--- start of Excerpted text ---
We want to ensure that migrant workers and their representatives are fully aware of the rules and their rights when right to work checks are undertaken.

Anecdotal evidence has shown us over the years that right to work checks are and continue to be problematic for migrant workers and racialised communities. Often checks have been carried out discriminately singling out workers of an ethnic background, and employers rarely understand the variety of immigration documents that an individual can possess. 


This has been compounded by an online checking service offered by the Home Office which has been identified as holding incorrect information. Some of the identified issues include the system showing someone else’s status, wrongly showing someone’s status as pending when it had already been granted or showing an error message instead of their status. This has resulted in job offers being revoked, and contracts terminated. 

Now, changes have been implemented since 6 April 2022, where it will no longer be possible for migrants with a biometric residence card or permit and EU citizens with settled or pre-settled status to prove their right to work or rent in the UK using physical documents. Alongside this, the Home Office will no longer issue biometric residence cards or permits to new visa/residency holders. This  significant change to the law (without parliamentary scrutiny) now requires migrants to prove their right to work and rent through digital means only

Recent regulations have extended the requirement to prove immigration status only via digital means for right to work and rent purposes for EU citizens with pre-settled and settled status to all non-Irish migrants in the UK.
--- end of Excerpted text ---
--- start of Record excerpts ---
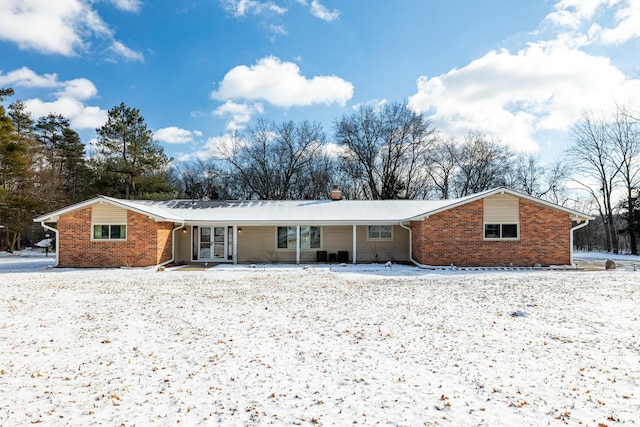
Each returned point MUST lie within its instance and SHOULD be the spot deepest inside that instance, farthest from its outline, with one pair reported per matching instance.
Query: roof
(310, 212)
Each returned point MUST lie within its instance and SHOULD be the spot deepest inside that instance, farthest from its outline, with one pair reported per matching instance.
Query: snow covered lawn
(294, 346)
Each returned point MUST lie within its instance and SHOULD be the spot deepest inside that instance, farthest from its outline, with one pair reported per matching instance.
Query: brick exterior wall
(456, 237)
(148, 242)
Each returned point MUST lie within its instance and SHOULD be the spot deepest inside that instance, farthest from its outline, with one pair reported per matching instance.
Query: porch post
(354, 244)
(235, 244)
(298, 244)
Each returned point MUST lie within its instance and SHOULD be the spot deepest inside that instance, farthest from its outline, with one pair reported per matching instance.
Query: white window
(109, 232)
(501, 231)
(309, 237)
(380, 232)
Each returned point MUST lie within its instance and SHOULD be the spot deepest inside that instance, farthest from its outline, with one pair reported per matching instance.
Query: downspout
(46, 227)
(411, 248)
(577, 227)
(173, 245)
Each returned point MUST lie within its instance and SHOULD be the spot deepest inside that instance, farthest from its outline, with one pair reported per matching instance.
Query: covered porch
(291, 244)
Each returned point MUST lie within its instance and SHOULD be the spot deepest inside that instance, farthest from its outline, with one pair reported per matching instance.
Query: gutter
(173, 246)
(46, 227)
(577, 227)
(411, 249)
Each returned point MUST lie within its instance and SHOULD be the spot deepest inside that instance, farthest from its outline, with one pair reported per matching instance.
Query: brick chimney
(336, 194)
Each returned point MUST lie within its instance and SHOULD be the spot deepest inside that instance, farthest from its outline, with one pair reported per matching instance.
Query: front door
(212, 243)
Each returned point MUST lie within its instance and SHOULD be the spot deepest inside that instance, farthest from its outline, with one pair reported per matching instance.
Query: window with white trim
(380, 232)
(109, 232)
(310, 237)
(501, 231)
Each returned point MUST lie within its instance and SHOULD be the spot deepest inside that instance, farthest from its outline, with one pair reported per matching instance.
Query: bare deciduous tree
(273, 161)
(386, 149)
(596, 168)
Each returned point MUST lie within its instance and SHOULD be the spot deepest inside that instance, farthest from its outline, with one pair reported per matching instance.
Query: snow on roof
(288, 211)
(311, 212)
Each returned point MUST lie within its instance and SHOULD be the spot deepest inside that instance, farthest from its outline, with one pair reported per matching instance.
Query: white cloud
(69, 97)
(80, 115)
(319, 11)
(281, 84)
(175, 135)
(80, 89)
(128, 54)
(239, 8)
(62, 27)
(514, 96)
(240, 114)
(128, 5)
(589, 22)
(26, 77)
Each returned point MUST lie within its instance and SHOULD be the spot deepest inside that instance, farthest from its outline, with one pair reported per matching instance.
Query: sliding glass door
(212, 244)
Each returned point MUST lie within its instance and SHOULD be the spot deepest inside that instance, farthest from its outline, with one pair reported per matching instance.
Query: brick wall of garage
(456, 237)
(148, 242)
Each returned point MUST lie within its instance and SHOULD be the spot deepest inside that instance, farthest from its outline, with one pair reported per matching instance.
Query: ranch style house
(498, 227)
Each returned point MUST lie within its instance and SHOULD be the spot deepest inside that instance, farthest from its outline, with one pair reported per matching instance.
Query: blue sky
(520, 71)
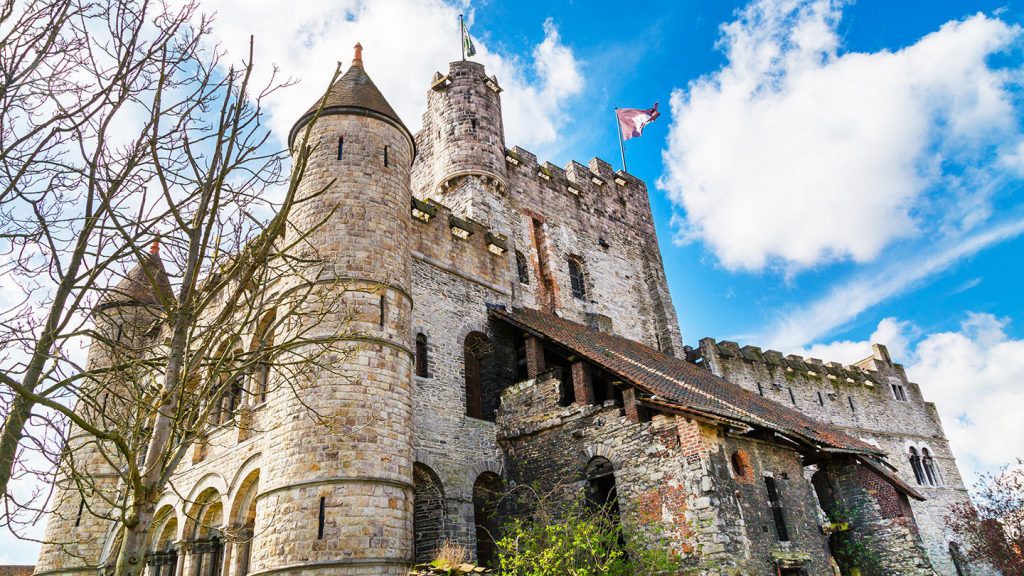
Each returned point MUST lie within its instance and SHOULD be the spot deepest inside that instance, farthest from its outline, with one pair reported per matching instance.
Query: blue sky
(823, 174)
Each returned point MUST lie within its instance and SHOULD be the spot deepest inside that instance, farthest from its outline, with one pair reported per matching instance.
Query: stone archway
(429, 520)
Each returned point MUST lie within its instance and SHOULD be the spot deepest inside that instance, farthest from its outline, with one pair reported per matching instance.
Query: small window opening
(578, 280)
(919, 471)
(262, 378)
(931, 474)
(776, 509)
(81, 507)
(521, 270)
(323, 512)
(899, 393)
(738, 466)
(421, 356)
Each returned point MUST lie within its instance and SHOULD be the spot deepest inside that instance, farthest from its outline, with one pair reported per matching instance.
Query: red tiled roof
(679, 383)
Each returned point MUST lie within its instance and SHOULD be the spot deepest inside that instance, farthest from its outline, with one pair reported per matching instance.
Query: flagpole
(622, 149)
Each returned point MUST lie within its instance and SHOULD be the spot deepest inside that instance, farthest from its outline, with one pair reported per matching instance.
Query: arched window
(480, 393)
(207, 543)
(262, 344)
(956, 554)
(740, 463)
(578, 279)
(486, 492)
(163, 557)
(428, 512)
(421, 355)
(520, 266)
(919, 471)
(244, 512)
(601, 492)
(931, 474)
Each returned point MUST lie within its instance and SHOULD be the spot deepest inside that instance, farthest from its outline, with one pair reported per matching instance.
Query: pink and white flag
(632, 120)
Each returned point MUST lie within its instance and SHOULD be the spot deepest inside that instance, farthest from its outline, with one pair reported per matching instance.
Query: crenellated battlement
(596, 176)
(459, 244)
(811, 367)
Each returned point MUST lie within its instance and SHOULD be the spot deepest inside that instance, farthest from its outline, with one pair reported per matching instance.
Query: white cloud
(891, 332)
(974, 377)
(846, 300)
(404, 42)
(800, 154)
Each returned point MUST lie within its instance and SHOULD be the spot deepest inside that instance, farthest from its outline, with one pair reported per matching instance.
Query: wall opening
(486, 493)
(428, 512)
(421, 355)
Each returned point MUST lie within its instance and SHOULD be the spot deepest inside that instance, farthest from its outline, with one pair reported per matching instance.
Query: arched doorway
(162, 559)
(244, 523)
(428, 512)
(478, 355)
(207, 540)
(486, 494)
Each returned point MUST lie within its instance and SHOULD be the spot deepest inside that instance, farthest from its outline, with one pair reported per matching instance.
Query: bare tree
(991, 531)
(119, 126)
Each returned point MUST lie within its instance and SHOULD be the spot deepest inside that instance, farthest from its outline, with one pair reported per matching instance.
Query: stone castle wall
(859, 400)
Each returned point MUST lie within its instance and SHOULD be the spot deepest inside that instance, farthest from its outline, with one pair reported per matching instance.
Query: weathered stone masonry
(517, 328)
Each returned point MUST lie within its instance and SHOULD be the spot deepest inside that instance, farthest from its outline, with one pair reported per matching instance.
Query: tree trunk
(13, 429)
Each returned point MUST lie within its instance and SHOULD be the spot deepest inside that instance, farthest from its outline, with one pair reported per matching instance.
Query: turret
(78, 527)
(462, 161)
(339, 459)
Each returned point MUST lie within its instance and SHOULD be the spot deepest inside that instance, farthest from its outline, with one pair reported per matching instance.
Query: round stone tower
(338, 494)
(78, 530)
(463, 145)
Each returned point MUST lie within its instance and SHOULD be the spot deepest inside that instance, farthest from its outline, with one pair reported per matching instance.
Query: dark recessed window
(775, 502)
(421, 356)
(520, 265)
(578, 280)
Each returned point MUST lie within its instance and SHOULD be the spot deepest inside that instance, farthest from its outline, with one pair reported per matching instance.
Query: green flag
(468, 49)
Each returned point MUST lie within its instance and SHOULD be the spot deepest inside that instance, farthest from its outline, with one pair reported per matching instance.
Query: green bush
(581, 540)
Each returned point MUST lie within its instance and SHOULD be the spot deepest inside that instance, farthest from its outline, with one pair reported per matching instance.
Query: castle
(524, 333)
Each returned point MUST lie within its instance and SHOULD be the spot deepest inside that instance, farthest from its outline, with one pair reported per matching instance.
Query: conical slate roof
(136, 287)
(354, 92)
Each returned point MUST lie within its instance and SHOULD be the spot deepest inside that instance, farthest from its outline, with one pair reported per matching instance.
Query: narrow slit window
(81, 508)
(919, 470)
(776, 509)
(421, 356)
(321, 518)
(578, 280)
(521, 270)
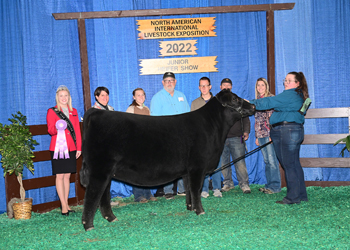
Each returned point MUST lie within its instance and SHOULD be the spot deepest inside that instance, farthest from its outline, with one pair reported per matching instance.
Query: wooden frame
(12, 185)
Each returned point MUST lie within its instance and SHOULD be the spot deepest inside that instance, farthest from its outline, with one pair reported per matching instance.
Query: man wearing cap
(169, 101)
(206, 95)
(235, 145)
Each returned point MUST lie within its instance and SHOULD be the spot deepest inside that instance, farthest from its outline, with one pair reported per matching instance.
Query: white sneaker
(226, 188)
(205, 194)
(217, 193)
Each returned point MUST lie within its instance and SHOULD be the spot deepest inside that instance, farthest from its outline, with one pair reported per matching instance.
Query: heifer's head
(233, 102)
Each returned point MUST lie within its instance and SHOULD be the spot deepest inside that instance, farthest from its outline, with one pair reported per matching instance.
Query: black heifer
(154, 150)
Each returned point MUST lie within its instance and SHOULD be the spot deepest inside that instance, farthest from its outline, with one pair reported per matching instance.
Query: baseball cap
(226, 80)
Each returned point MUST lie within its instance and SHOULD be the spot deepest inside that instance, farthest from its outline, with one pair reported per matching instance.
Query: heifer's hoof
(200, 212)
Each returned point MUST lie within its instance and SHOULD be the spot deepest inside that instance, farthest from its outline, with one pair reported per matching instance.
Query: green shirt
(286, 106)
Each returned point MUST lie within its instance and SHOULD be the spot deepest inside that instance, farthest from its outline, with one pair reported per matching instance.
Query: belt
(282, 123)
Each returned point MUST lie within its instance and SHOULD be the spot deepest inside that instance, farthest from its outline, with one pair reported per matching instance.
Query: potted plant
(346, 140)
(16, 150)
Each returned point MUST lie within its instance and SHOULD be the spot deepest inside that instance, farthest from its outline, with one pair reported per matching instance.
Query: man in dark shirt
(235, 146)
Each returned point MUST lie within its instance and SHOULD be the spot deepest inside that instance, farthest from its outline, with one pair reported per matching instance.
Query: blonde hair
(267, 89)
(63, 88)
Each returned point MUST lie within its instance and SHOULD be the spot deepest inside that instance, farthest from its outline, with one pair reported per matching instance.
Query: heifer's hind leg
(105, 204)
(188, 193)
(93, 194)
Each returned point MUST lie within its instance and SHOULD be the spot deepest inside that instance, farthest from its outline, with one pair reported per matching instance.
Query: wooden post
(270, 42)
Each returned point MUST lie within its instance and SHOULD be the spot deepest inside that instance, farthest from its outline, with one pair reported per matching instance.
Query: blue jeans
(272, 170)
(168, 189)
(140, 193)
(236, 148)
(216, 177)
(287, 139)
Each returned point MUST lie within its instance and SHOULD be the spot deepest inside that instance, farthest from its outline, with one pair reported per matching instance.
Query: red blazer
(52, 118)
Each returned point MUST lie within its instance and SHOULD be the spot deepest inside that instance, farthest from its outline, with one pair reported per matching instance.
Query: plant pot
(23, 210)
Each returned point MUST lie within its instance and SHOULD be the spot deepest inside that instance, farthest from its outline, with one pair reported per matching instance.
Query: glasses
(204, 86)
(166, 81)
(285, 81)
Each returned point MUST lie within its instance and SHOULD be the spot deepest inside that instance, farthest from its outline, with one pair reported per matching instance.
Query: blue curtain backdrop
(38, 53)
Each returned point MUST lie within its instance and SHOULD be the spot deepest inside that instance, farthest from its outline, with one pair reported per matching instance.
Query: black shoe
(169, 196)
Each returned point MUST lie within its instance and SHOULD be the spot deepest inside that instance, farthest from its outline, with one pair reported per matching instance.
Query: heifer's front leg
(93, 194)
(105, 205)
(188, 193)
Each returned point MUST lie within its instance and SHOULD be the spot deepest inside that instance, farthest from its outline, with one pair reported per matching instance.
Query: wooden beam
(174, 11)
(84, 64)
(270, 42)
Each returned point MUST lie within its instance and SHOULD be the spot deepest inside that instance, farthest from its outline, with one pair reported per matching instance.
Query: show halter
(61, 142)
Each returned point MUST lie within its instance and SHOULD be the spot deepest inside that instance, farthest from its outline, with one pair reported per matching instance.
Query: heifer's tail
(84, 175)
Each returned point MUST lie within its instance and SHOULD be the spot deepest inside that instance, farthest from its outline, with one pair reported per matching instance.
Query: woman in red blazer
(62, 166)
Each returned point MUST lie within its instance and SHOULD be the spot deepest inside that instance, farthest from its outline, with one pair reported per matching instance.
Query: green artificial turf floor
(235, 221)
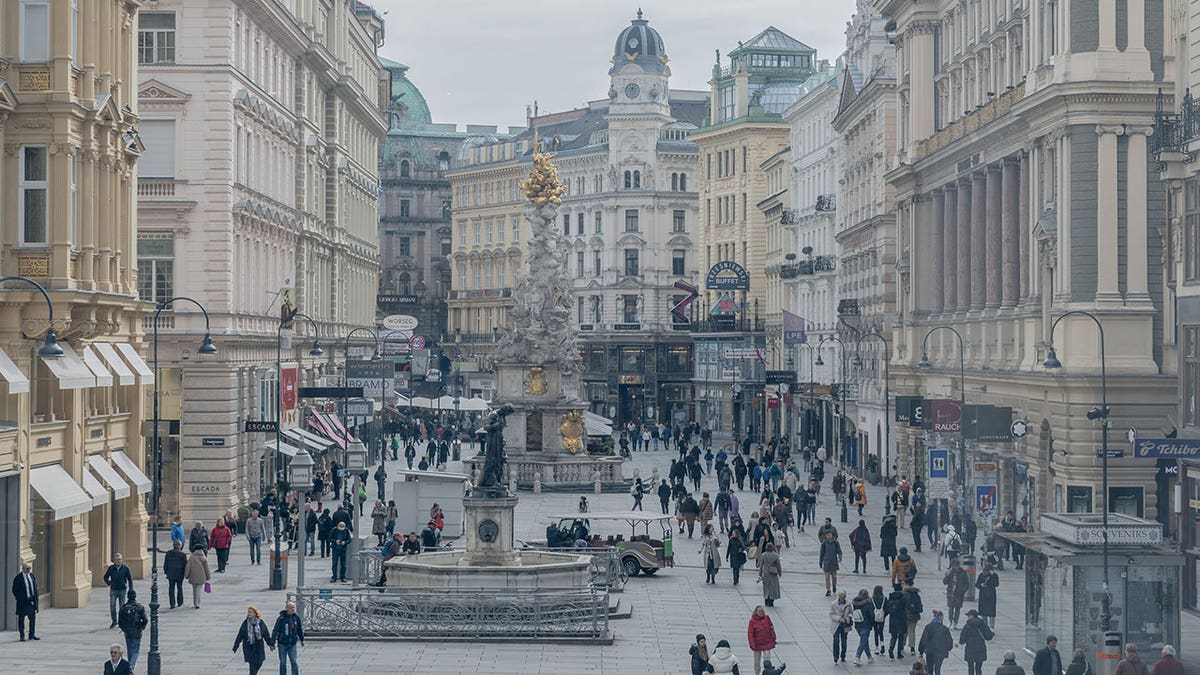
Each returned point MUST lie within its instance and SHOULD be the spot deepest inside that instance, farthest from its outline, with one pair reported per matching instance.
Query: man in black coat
(24, 590)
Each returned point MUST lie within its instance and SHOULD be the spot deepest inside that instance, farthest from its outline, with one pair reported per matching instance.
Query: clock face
(489, 531)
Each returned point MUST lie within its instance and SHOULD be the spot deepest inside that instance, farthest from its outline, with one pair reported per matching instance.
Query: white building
(262, 124)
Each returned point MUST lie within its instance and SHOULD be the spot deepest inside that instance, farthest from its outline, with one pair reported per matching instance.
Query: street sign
(400, 322)
(1180, 448)
(330, 393)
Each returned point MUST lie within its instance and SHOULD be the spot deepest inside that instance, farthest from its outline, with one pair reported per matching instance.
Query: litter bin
(279, 575)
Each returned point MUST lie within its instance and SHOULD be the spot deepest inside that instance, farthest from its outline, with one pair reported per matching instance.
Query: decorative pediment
(154, 91)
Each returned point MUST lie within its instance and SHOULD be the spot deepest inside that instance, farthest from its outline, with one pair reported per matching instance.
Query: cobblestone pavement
(667, 611)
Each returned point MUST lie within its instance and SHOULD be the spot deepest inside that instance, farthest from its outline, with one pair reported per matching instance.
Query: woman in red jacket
(761, 635)
(221, 538)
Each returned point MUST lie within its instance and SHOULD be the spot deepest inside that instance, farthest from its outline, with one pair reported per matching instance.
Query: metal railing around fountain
(393, 613)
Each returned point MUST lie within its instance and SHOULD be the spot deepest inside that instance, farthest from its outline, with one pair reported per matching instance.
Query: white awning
(124, 375)
(17, 381)
(103, 378)
(70, 370)
(285, 448)
(93, 487)
(59, 490)
(136, 363)
(131, 471)
(109, 476)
--- end of Record excerpts ---
Challenge:
Answer these questions using the text on right to work checks:
1. According to the text, what do employers rarely understand?
2. What has resulted from the incorrect information in the Home Office online checking service?
3. Since what date have migrants with a biometric residence card or permit been unable to prove their right to work or rent in the UK using physical documents?

Output for this exercise:
1. The variety of immigration documents that an individual can possess.
2. Job offers have been revoked and contracts terminated.
3. 6 April 2022.